Recorded data

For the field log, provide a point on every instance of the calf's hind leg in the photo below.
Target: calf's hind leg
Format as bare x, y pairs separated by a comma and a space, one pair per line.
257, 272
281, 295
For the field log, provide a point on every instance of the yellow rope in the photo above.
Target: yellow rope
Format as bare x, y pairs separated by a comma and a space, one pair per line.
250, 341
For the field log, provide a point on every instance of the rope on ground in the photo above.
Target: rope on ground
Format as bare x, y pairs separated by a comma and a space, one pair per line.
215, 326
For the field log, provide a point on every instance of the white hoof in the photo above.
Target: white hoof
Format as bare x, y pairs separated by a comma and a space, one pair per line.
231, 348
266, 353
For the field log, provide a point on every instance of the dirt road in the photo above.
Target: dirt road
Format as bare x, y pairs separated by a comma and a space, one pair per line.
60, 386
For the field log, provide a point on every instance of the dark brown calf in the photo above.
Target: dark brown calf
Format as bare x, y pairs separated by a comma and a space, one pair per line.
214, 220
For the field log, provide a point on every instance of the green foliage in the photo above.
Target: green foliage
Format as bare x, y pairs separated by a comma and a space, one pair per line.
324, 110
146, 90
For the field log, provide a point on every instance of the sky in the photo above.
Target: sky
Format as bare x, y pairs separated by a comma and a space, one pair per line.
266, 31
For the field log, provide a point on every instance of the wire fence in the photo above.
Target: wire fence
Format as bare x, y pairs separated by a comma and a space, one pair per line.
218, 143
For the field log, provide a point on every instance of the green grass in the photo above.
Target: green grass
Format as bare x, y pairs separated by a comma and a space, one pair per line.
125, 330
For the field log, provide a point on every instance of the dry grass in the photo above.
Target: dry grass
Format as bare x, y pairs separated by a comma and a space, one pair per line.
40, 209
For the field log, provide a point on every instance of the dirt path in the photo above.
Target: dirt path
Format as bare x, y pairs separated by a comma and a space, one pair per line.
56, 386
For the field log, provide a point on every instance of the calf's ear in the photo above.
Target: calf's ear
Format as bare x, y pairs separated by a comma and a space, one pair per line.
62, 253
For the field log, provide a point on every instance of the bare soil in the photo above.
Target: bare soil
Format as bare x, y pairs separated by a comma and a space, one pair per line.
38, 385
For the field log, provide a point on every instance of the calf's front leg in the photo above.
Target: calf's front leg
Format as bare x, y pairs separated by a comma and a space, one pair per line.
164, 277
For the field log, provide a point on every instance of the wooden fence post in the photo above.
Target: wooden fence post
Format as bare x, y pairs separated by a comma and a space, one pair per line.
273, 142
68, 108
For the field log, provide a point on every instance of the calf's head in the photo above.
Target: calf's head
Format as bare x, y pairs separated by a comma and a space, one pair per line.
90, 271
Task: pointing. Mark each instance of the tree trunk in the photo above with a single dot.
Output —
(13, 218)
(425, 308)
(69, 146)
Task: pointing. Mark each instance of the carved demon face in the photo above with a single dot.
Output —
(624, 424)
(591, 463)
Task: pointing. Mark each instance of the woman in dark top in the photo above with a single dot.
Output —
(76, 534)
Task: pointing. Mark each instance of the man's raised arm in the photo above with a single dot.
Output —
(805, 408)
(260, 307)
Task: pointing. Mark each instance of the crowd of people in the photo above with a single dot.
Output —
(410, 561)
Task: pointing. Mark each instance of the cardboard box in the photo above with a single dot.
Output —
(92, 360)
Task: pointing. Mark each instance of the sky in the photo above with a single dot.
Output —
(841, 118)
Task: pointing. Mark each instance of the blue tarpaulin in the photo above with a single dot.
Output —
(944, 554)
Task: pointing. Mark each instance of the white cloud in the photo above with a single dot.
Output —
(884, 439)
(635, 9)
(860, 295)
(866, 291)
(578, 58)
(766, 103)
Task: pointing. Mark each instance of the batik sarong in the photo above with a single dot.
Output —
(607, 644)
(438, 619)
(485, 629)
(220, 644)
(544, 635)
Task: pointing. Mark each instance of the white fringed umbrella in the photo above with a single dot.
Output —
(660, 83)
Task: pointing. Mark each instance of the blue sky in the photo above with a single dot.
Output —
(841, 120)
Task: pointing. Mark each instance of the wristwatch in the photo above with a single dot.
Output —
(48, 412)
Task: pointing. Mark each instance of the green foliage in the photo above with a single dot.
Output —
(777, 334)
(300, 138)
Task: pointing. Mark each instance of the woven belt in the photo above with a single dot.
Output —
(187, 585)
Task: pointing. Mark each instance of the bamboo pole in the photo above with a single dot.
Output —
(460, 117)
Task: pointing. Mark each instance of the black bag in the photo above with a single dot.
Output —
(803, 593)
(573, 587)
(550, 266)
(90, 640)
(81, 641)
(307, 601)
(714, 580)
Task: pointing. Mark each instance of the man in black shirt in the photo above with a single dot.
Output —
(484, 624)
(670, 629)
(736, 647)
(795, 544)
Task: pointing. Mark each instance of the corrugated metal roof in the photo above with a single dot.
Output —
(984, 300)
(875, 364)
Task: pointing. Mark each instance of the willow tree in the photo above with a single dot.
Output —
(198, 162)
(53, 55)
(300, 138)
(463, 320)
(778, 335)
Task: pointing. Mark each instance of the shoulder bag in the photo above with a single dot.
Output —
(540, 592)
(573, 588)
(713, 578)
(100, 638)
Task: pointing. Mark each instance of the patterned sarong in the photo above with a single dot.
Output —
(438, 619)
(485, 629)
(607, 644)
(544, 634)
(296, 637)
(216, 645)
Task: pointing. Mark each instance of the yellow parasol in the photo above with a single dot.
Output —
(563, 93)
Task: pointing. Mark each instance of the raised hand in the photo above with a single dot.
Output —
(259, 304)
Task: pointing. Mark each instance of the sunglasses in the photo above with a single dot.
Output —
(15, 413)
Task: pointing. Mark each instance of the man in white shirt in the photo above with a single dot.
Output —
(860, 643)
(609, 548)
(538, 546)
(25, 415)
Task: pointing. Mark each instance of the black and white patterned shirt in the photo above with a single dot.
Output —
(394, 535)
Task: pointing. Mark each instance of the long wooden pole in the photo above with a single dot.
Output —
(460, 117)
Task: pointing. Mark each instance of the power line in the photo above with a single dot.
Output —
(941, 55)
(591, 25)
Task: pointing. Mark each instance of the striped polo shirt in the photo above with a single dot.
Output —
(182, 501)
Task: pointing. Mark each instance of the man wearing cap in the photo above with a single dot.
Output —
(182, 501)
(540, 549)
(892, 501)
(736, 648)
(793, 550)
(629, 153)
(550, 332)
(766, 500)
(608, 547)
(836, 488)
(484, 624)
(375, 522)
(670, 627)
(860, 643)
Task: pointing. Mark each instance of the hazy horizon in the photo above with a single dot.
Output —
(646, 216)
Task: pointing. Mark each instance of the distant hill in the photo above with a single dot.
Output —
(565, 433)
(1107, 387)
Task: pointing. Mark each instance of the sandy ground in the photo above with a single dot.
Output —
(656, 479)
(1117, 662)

• _What is needed_
Copy every record above exactly as it stands.

• _Task output_
For the field log, provide a point on every instance of the calf's hind leg in the photo below.
Target: calf's hind leg
Format as bare x, y pairs separated by a comma and a space, one pair per line.
257, 272
281, 295
For the field log, provide a point on every instance of the yellow rope in the photo above.
Target: yellow rope
Format as bare x, y pairs separated by a comma and a space, one pair per line.
250, 341
For the field log, provide a point on every instance of the rope on ground in the photo above.
Target: rope on ground
Format as bare x, y pairs separated by a comma and a space, one pair per line.
215, 326
For the field log, provide a point on every instance of the white hoof in the photo above.
Target: white hoof
Format as bare x, y pairs separated by a comma and a space, one pair per line.
231, 348
266, 353
For the field log, provide a point on every instance of the dirt road in the photo above.
Target: dirt road
Format as bare x, y pairs separated by a comma and a space, one pair per line.
60, 386
For the field log, provide a point on every instance of the dark brown calf in the photo above.
Target: dark brown calf
Format as bare x, y pairs separated by a comma and a space, one pair per line.
214, 220
For the field log, provide a point on every instance of the green foliage in the photo above.
Target: green foliage
Format as bare x, y pairs separated by a comma and a space, one pair per line.
324, 110
146, 90
For the field log, provide a point on every instance of the sky in the photo above.
Target: sky
Format as bare x, y pairs separated by a comma and a space, one pair per line.
266, 31
For the field log, provide a point on every instance of the wire fence in the photo above.
Target: wire fence
Format as bare x, y pairs separated by a comma and a space, one pair per line.
218, 143
For the field log, provide a point on every instance of the green grass in the photo above.
Target: green grass
Format as bare x, y pairs separated by a comma and a space, one pair per line.
125, 330
For the field log, provide a point on every instance of the dry grass in the photo above.
Target: dry grass
Format as bare x, y pairs separated by a comma and a space, one pair per line.
40, 209
For the field log, provide a point on every instance of the dirt path in the photo above.
Target: dirt path
Format as bare x, y pairs separated by a comma and a space, one pair per line.
56, 386
For the field log, provide a point on every instance of the calf's ear in the photo above.
Target: calf's ear
Format as bare x, y pairs separated by a comma and a space, one pair per line.
62, 253
For the field log, provide a point on every instance of the bare soil in the photo above.
Target: bare soil
Format as bare x, y pairs separated by a comma and a space, one pair per line.
38, 385
For the field log, provide a point on every instance of the calf's front leg in the photo above.
Target: calf's front leg
Format as bare x, y pairs separated by a comma and a space, one pair per line.
164, 277
For the field log, provide a point on every instance of the wooden fence post in the photo above.
Target: wooden fence post
Format as bare x, y pairs separated by a comma and a space, one pair per line.
273, 142
68, 108
For the field log, provide a point on every instance of the calf's head in the photo above.
Target: calf's head
Format as bare x, y pairs separated by a comma and a space, one pair per line.
90, 271
Task: pointing. Mark each instance of the tree trunk in the photo above with a single dot.
Output —
(13, 218)
(425, 308)
(69, 146)
Task: pointing. Mark each instance of the carved demon face in the photo above with a single dot.
Output —
(624, 424)
(591, 463)
Task: pointing. Mark each instance of the woman in dark top in the photo above with a single dot.
Output —
(76, 534)
Task: pointing. Mark each instance of the man's raised arm in the photo above with a single dot.
Output —
(805, 408)
(260, 307)
Task: pointing. Mark each instance of the crowd of people in the photo above with a single dot.
Output —
(410, 561)
Task: pointing. Mark each instance of the cardboard box in the photo above with a single dot.
Output —
(92, 360)
Task: pointing. Mark each instance of the sky in the photo above with a single dot.
Output —
(841, 118)
Task: pointing. Mark each instance of the blue tarpaulin in the photo above with a single dot.
Output —
(944, 554)
Task: pointing. Mark each instance of the white cloud in the photo above with a single dot.
Output —
(884, 439)
(635, 9)
(860, 295)
(866, 291)
(578, 58)
(766, 103)
Task: pointing. Mark each instance of the batik sarong in the photo above with a single dot.
Output —
(607, 644)
(438, 619)
(485, 629)
(220, 644)
(544, 635)
Task: pointing. Mark each instance of the white fringed umbrella in the photo above with a single dot.
Output —
(660, 83)
Task: pointing. Mark each instance of the blue sky in the photo above with a single dot.
Output —
(841, 120)
Task: pointing. Mark each instance of the wristwatch in the photo above with a single dot.
Output —
(48, 412)
Task: pointing. Mark each instance of the green foliage in the photo above with a single dot.
Output —
(777, 334)
(300, 138)
Task: pointing. Mark each instance of the woven belt in the photo above with a single dot.
Output —
(187, 585)
Task: pointing. Mark each instance of the bamboo pole in the photo above with a single dot.
Output —
(460, 117)
Task: pointing. Mark each instance of the black bag in the photo above with a single dot.
Output —
(803, 593)
(573, 587)
(550, 266)
(90, 640)
(81, 641)
(307, 601)
(714, 580)
Task: pointing. Mark each instance of the man in black shirt in the photo above with a single dot.
Output —
(484, 624)
(670, 629)
(736, 647)
(795, 544)
Task: pointing. Mark each instance of the corrugated metal roof in the photo above with a single dot.
Output —
(984, 300)
(875, 364)
Task: pointing. Mark each instance of the willow tree in the photo above with a single dot.
Output —
(198, 162)
(53, 55)
(300, 138)
(463, 320)
(778, 335)
Task: pointing. Mark each instance of the shoulder bag in the photo above with a single dot.
Output —
(540, 592)
(573, 588)
(713, 578)
(100, 638)
Task: pointing. Mark each instance of the patterned sarong in the photo above with a single dot.
Output —
(438, 619)
(485, 629)
(607, 644)
(544, 634)
(296, 637)
(216, 645)
Task: pointing. Mark each instance of the yellow parasol in the photo above with a single dot.
Output —
(563, 93)
Task: pointing. Mark each instance of the raised hand in the photo above with a single dot.
Output —
(259, 304)
Task: pointing. Mark each instance of the sunglasses in the photo above with a single dot.
Output —
(15, 413)
Task: pointing. Mark each instance of the man in white shirt in the photo above with a single dot.
Output —
(860, 643)
(609, 548)
(538, 546)
(25, 415)
Task: pointing. Mark each instance of the black and white patterned shirt in the photo above with a single dot.
Output —
(394, 535)
Task: pointing. Mark each instance of the long wooden pole in the photo above with a single dot.
Output —
(460, 117)
Task: pointing. Mark each instance of the power line in the photo above with a single dot.
Output —
(941, 55)
(591, 25)
Task: pointing. Mark each instance of the striped polo shirt in the photo above with a single dot.
Output —
(182, 501)
Task: pointing. Mark each instance of the man wearing cap in the photo above with a single dot.
Output —
(182, 501)
(540, 549)
(892, 501)
(736, 648)
(793, 550)
(629, 153)
(550, 332)
(766, 500)
(608, 547)
(836, 488)
(484, 624)
(375, 522)
(670, 627)
(860, 643)
Task: pointing. Mark each instance of the hazy horizon in the photo above with a single dot.
Output —
(646, 216)
Task: pointing. Mark each instance of the distant hill in the photo above with a single dot.
Output —
(565, 433)
(1107, 387)
Task: pointing. Mark each instance of the sandy ground in the photo above with a single dot.
Output —
(656, 479)
(1117, 662)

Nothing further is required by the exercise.